— Arbeitsaufträge —
[1] Welcher Artikel des OR bezieht sich laut dem Text zur Bauvergütung auf die feste Vergütung?
[2] Gib aus dem Text zur Bauvergütung die Stelle zwischen „Es liegt auf“ und „Einheitspreisen zu rechnen.“, beide eingeschlossen, wortgetreu wieder.

Es ist eine Besonderheit des Werkvertragsrechts in der Bauwirtschaft, dass die Leistungen der Unternehmer nach zwei grundsätzlich verschiedenen Methoden vergütet werden können (Art. 38 bis 57 SIA 118). Die Vergütung kann entweder fest vereinbart werden, sie kann aber auch abhängig vom Aufwand sein, den der Unternehmer treiben muss. Bei der festen Vergütung spricht man im Bauwesen häufig von Akkordarbeiten, bei der aufwandabhängigen von Regiearbeiten.

Beide Methoden der Preisbestimmung sind im Gesetz (OR) geregelt. Auf die feste Vergütung bezieht sich der Artikel 373 OR. Vermutlich nur wenige Praktiker im Baugewerbe wissen, dass auch die Regiearbeiten ihren Ursprung im Gesetz haben, und zwar im Artikel 374 OR: «Ist der Preis zum voraus entweder gar nicht oder nur ungefähr bestimmt worden, so wird er nach Massgabe des Wertes der Arbeit und der Aufwendungen des Unternehmers festgesetzt.»

Es liegt auf der Hand, dass es nicht jedermanns Sache ist, ein Werk zu bestellen, ohne den Preis im voraus fest zu vereinbaren. Die Vergütung richtet sich hier quasi nach der Tagesform des Unternehmers: arbeitet er zügig, wird das Werk günstig, trödelt er jedoch, erhöht sich die Regierechnung. Es verwundert daher nicht, dass Regiearbeiten generell etwas berüchtigt sind. Sogar gelegentliche Zaungäste des Bauens wissen eines: Vorsicht vor Regiearbeiten!

 

  • Feste Vergütung der Leistungen

Im Bauwesen ist es sehr häufig, dass bei der festen Vergütung der Leistungen sogenannte Einheitspreise vereinbart werden. Gipser, Baumeister, Elektriker, Gärtner, Bodenleger und viele andere Handwerker sind es gewohnt, mit Einheitspreisen zu rechnen.

— Datenauszug —
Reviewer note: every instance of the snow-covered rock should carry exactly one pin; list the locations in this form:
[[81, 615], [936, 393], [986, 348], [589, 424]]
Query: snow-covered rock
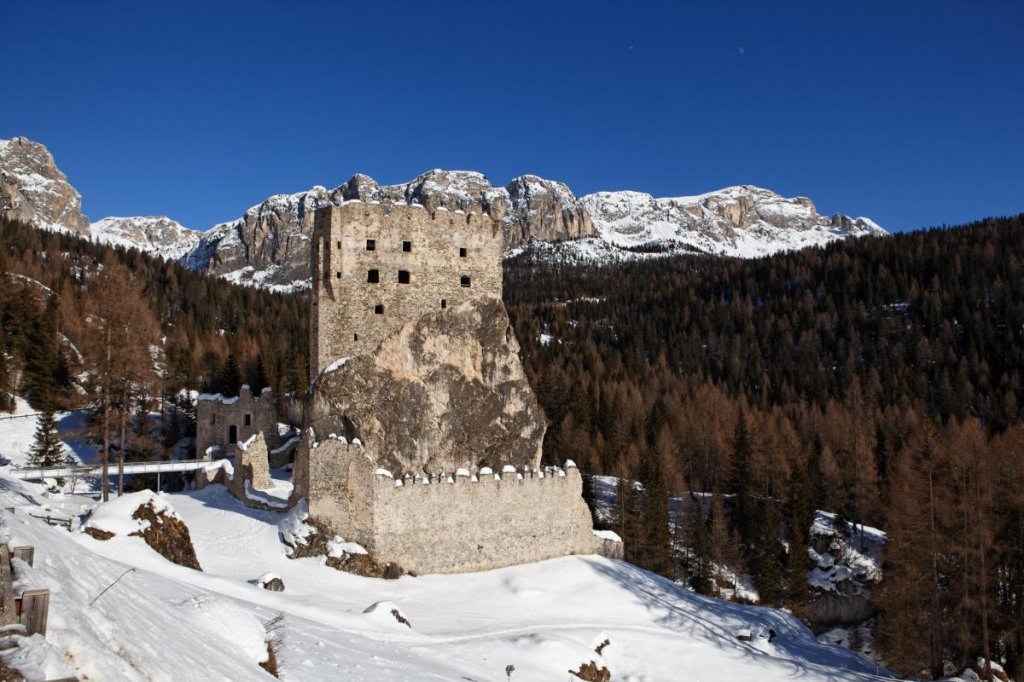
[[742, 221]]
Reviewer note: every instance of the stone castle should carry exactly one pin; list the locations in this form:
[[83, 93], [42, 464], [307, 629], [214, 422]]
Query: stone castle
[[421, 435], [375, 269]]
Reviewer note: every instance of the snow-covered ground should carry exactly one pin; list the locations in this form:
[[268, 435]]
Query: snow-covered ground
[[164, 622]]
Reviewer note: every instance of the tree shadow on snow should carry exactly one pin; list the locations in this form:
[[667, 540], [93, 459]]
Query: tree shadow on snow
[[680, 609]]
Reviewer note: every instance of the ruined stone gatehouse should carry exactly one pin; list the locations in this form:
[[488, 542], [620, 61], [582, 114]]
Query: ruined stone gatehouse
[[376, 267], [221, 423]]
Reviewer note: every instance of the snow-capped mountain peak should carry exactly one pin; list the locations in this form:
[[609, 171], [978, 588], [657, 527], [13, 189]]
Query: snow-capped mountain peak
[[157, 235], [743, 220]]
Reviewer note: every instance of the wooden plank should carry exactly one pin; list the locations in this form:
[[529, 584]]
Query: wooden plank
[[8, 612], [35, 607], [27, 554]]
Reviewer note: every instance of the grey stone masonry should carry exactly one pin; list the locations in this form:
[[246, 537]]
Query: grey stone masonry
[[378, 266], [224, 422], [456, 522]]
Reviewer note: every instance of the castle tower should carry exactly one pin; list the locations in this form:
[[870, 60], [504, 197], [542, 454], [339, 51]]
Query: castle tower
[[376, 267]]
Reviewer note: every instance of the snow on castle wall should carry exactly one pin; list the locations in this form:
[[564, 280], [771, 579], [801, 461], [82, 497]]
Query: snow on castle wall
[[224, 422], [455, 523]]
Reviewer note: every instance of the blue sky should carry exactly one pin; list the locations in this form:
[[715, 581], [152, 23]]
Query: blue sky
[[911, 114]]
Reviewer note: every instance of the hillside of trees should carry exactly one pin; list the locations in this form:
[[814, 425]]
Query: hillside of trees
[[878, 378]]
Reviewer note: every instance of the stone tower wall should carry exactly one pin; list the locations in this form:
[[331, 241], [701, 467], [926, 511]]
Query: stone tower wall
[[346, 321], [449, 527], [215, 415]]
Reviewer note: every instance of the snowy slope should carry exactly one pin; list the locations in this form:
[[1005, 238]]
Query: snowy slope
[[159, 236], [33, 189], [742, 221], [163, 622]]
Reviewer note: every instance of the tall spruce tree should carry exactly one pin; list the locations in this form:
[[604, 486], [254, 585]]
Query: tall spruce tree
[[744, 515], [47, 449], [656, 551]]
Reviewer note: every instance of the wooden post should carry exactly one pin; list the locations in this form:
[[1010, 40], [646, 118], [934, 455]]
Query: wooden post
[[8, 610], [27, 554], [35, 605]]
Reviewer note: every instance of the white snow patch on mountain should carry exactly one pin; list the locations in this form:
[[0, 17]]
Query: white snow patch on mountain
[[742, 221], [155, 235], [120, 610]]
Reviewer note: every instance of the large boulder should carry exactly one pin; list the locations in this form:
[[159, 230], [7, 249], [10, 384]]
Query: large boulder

— Antworten —
[1] Artikel 373 OR.

[2]
Es liegt auf der Hand, dass es nicht jedermanns Sache ist, ein Werk zu bestellen, ohne den Preis im voraus fest zu vereinbaren. Die Vergütung richtet sich hier quasi nach der Tagesform des Unternehmers: arbeitet er zügig, wird das Werk günstig, trödelt er jedoch, erhöht sich die Regierechnung. Es verwundert daher nicht, dass Regiearbeiten generell etwas berüchtigt sind. Sogar gelegentliche Zaungäste des Bauens wissen eines: Vorsicht vor Regiearbeiten!

 

  • Feste Vergütung der Leistungen

Im Bauwesen ist es sehr häufig, dass bei der festen Vergütung der Leistungen sogenannte Einheitspreise vereinbart werden. Gipser, Baumeister, Elektriker, Gärtner, Bodenleger und viele andere Handwerker sind es gewohnt, mit Einheitspreisen zu rechnen.